--- Data items ---
::::
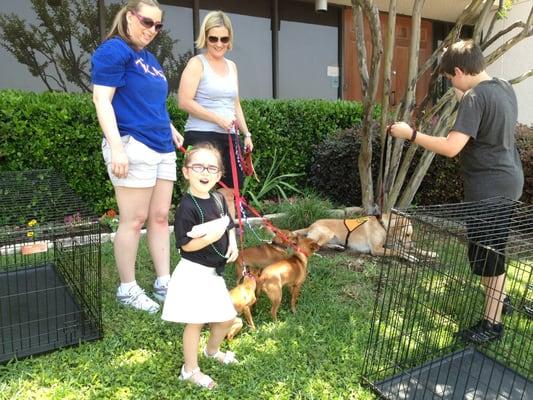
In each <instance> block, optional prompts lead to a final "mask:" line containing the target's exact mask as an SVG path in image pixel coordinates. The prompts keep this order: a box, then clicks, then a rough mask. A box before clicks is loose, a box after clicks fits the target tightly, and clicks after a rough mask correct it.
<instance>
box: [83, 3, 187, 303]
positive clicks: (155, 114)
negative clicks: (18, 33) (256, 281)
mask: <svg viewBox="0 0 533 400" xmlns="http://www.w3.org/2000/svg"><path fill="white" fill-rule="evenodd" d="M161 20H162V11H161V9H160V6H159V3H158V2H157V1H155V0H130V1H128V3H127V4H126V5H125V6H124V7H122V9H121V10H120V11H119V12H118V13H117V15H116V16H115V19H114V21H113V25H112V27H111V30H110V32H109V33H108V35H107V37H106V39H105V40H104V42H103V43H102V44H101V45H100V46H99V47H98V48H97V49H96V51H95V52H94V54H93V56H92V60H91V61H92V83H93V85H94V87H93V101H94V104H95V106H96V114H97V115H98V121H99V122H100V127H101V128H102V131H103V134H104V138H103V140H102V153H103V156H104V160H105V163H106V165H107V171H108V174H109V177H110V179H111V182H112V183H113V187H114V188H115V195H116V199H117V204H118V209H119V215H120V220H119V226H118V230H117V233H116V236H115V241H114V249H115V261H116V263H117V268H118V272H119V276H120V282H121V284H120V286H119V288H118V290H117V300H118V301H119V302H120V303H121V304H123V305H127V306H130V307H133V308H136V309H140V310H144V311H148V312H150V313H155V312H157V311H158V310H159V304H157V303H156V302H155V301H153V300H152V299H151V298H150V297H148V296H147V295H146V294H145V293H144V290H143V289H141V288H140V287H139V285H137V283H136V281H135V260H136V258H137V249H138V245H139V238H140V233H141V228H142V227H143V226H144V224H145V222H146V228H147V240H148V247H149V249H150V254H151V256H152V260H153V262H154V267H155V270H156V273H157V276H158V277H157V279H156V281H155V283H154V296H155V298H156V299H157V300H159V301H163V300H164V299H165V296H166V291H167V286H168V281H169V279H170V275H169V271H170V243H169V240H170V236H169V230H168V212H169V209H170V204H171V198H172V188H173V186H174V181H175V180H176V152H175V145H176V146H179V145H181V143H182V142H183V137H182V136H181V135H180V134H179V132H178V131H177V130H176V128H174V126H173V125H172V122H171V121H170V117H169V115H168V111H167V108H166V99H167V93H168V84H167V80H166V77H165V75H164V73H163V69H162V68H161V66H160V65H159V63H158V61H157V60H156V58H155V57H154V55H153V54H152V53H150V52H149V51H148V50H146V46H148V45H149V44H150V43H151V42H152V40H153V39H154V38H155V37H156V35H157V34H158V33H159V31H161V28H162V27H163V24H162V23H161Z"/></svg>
::::
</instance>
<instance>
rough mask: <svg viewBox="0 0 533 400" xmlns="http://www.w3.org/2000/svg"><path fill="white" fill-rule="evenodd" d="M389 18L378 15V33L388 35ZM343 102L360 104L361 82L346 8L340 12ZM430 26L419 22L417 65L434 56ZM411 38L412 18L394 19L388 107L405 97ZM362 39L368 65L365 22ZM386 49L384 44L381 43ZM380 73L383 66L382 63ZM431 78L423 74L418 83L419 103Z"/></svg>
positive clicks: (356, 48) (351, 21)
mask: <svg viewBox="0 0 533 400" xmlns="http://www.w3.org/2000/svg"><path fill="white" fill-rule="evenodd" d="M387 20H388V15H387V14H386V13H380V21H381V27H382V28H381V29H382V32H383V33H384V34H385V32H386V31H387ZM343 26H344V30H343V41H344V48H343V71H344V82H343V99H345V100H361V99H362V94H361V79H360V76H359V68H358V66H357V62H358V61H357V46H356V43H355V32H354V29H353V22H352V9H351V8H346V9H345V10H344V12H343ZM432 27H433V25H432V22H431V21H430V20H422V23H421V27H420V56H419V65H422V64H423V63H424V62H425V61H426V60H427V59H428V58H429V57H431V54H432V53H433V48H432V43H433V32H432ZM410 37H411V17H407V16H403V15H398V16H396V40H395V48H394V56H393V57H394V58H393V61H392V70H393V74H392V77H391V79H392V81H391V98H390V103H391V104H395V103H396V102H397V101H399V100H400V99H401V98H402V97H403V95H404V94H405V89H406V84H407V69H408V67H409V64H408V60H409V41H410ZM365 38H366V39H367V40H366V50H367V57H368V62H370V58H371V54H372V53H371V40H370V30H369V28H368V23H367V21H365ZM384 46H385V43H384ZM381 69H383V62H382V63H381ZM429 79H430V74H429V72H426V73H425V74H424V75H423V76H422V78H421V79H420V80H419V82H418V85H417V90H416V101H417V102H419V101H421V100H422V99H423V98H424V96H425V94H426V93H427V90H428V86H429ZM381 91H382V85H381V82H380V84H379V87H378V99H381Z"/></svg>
::::
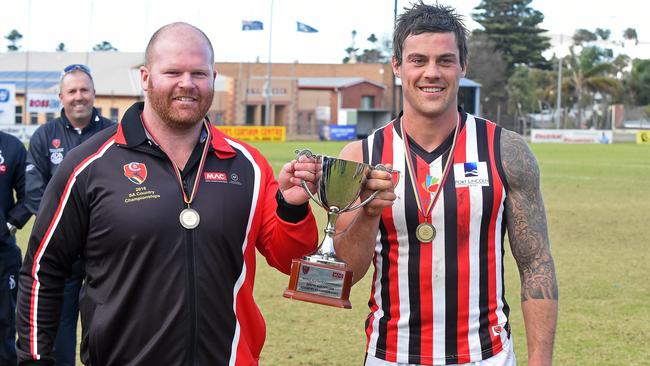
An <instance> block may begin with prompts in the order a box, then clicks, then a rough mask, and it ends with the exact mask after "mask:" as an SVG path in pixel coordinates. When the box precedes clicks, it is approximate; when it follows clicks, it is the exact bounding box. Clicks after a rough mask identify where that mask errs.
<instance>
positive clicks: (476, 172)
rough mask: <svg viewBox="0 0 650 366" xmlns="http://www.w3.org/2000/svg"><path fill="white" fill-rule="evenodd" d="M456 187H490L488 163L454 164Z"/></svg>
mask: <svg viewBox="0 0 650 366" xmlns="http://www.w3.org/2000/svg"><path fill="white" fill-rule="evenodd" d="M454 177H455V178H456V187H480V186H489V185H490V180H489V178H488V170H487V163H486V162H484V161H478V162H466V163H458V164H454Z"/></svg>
::::
--- Problem statement ---
Reproduce the entries between the lines holding "In each <instance>" and "negative clicks: (18, 33) (256, 281)", inclusive, swapping "clicks" for "points" and leaving everything else unchanged.

--- Written answer ---
In each <instance> block, optional prompts lead to a final "mask:" line containing the target's exact mask as an SVG path in image pixel coordinates. The prompts keep this order: a box, then points, then a rough mask. A box before points is loose, a box after points fits the target tightly, and points after a rough mask correct it.
<instance>
box: [83, 3, 187, 303]
positive points: (155, 114)
negative points: (18, 33) (256, 281)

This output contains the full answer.